Dataset records:
..........

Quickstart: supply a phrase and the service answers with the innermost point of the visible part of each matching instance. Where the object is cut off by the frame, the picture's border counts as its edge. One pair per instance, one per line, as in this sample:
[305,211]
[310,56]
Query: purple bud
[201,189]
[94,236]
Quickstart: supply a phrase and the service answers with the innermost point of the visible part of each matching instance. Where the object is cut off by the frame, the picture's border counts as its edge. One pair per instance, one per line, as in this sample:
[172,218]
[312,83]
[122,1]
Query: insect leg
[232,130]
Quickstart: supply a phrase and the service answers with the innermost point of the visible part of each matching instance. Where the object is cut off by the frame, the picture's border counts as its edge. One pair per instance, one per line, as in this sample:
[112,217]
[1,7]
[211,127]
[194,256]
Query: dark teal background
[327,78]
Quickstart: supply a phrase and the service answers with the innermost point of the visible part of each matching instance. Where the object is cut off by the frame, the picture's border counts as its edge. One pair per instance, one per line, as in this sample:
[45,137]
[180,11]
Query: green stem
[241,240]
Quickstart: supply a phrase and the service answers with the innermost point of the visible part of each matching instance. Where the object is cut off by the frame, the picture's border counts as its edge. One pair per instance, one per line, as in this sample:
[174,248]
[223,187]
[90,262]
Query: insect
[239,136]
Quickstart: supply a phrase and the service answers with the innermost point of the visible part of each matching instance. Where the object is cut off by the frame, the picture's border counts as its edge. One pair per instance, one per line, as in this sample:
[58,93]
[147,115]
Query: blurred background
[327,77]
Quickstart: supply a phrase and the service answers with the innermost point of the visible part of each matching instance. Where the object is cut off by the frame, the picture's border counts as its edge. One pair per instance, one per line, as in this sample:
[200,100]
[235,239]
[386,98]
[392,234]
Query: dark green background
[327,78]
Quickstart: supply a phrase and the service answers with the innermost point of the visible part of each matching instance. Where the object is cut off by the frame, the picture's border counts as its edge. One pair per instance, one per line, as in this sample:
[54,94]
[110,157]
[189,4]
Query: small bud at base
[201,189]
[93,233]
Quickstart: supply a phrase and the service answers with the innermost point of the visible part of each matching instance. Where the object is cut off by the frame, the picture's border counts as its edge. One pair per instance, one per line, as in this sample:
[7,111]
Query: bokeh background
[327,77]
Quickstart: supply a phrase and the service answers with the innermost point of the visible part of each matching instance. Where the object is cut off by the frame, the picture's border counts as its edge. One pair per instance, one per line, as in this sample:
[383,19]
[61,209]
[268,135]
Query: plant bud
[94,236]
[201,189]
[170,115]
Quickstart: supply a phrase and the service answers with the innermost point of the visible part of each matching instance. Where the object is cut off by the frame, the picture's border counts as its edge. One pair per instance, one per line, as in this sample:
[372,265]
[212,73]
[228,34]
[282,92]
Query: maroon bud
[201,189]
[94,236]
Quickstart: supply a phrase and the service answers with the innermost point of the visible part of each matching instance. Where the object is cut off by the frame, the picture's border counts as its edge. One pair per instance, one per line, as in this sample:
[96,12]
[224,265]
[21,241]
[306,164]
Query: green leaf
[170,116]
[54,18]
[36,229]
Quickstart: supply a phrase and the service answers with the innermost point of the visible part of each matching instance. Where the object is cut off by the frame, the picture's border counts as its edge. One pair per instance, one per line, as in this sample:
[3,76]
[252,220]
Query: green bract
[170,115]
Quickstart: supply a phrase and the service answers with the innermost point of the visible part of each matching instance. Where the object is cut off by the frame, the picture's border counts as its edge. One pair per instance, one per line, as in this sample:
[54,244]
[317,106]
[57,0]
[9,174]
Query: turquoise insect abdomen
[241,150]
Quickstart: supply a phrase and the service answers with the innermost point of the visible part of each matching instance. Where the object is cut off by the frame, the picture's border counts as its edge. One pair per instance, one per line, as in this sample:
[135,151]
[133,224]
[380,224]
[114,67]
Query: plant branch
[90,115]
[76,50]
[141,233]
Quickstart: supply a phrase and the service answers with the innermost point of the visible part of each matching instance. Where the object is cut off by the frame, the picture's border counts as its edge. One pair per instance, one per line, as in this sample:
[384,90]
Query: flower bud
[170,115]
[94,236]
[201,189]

..........

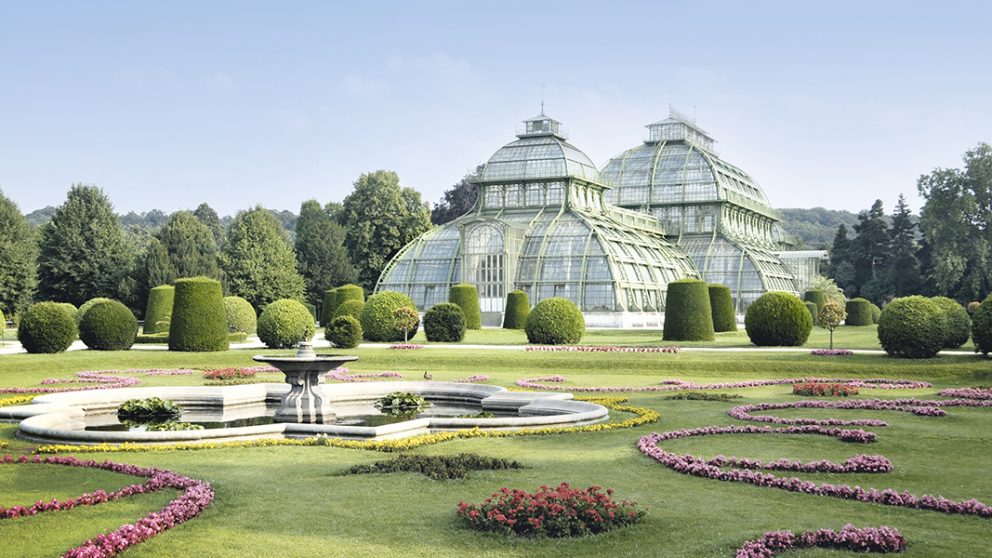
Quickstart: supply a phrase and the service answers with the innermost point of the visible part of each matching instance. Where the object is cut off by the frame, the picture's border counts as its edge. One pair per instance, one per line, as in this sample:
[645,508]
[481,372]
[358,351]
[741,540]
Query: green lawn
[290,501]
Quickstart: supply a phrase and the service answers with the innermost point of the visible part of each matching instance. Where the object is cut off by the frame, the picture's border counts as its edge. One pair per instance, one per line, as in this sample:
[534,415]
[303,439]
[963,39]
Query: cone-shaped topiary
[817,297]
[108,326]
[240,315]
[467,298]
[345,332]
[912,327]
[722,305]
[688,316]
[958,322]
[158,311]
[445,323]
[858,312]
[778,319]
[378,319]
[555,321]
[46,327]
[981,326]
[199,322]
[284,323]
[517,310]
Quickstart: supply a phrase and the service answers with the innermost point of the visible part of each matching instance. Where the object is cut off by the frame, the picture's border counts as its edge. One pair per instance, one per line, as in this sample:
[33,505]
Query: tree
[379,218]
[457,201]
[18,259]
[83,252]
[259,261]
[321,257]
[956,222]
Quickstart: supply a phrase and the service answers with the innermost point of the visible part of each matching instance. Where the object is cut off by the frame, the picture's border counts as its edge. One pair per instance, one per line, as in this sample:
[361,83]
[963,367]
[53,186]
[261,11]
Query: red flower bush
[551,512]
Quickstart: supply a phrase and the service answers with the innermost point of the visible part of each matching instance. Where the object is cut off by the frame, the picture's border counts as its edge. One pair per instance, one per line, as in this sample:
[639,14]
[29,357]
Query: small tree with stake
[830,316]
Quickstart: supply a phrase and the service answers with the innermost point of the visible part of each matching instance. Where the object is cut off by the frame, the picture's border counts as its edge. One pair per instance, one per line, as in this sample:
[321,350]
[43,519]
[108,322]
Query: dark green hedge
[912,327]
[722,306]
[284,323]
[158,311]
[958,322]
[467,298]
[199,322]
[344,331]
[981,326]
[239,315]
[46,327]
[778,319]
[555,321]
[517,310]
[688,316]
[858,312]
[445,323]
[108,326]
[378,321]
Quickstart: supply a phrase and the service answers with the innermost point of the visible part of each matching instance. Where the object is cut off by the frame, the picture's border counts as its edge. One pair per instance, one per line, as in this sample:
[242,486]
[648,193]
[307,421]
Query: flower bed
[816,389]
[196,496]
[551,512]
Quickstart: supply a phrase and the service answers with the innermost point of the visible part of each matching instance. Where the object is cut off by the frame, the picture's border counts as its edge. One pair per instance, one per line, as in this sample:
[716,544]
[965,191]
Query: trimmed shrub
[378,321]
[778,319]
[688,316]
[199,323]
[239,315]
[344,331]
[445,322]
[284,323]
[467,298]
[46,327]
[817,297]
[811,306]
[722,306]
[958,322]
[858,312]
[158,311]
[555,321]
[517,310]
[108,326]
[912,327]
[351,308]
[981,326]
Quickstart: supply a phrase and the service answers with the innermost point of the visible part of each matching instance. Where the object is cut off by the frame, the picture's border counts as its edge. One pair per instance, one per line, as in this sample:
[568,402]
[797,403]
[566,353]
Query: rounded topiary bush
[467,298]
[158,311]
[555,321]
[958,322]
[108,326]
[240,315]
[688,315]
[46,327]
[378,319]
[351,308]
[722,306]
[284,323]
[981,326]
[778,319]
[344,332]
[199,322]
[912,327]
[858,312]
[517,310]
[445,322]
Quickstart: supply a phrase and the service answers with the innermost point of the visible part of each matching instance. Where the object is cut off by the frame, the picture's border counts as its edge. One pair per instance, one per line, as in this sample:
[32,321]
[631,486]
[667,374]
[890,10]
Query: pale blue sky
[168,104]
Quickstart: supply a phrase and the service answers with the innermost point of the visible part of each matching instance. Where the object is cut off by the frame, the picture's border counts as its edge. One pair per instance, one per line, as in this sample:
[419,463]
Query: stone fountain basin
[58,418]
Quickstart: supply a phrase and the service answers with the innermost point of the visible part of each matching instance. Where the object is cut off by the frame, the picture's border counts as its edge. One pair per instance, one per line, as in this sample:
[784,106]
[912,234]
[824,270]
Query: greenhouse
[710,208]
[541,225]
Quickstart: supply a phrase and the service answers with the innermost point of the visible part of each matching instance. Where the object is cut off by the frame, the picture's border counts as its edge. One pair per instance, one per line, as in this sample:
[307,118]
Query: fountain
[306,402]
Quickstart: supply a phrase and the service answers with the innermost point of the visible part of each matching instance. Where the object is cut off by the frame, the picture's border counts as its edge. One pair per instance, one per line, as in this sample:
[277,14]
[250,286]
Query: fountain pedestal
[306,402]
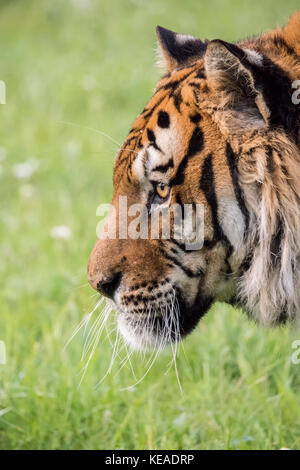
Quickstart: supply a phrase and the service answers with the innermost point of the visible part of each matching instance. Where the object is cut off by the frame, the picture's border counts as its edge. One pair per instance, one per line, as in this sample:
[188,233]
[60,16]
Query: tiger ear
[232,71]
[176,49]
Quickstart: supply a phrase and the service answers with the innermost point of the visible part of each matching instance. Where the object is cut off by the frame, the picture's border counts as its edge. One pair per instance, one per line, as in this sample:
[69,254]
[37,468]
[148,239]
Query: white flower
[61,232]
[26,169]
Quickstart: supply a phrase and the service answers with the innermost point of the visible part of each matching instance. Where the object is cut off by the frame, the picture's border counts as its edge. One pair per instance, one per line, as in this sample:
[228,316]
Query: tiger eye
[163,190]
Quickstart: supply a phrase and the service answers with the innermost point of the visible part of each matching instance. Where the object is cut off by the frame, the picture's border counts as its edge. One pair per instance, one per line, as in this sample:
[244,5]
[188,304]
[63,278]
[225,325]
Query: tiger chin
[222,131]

..........

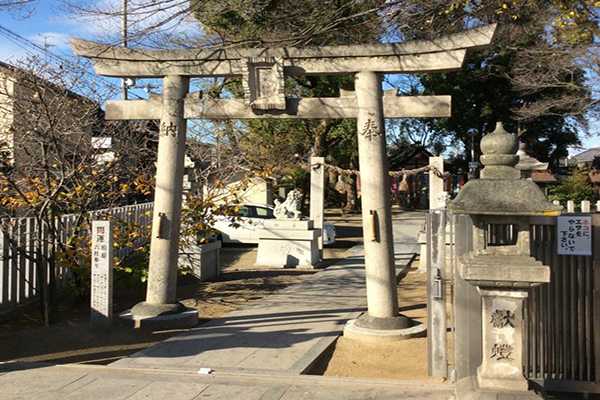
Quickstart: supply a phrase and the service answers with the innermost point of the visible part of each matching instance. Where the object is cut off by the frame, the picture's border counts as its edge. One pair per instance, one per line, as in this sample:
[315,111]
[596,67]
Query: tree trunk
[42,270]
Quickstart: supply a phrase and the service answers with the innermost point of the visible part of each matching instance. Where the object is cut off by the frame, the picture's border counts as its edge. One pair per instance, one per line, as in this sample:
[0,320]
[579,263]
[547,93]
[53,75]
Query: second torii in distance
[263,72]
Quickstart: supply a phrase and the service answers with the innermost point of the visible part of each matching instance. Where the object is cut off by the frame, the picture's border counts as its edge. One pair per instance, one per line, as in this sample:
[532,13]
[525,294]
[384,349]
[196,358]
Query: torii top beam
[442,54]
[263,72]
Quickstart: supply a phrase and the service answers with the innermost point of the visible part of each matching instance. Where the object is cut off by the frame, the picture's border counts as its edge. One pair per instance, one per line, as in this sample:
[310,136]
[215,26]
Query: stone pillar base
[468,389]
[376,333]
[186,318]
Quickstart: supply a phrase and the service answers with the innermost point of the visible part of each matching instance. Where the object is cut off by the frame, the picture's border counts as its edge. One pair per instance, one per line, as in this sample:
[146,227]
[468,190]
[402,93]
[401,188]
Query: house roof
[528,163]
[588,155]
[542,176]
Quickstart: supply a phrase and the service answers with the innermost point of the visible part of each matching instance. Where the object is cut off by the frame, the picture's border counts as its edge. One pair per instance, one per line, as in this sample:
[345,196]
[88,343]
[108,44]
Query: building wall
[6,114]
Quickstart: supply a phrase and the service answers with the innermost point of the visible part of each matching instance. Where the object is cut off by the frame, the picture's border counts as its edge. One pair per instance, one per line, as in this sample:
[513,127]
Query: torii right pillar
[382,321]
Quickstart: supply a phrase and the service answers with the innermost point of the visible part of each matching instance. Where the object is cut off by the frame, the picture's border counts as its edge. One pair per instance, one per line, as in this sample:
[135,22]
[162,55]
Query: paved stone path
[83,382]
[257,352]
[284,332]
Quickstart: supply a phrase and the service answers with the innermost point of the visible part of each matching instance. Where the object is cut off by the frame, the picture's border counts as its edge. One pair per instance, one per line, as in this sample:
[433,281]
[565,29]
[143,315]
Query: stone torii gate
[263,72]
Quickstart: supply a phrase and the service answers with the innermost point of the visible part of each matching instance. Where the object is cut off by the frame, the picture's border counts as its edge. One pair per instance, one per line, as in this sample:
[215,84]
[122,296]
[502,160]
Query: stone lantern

..........

Prompt:
Tally the lines in the material above that contain the string "insect", treating it as case-sensitive, and give only the number.

Exercise result:
3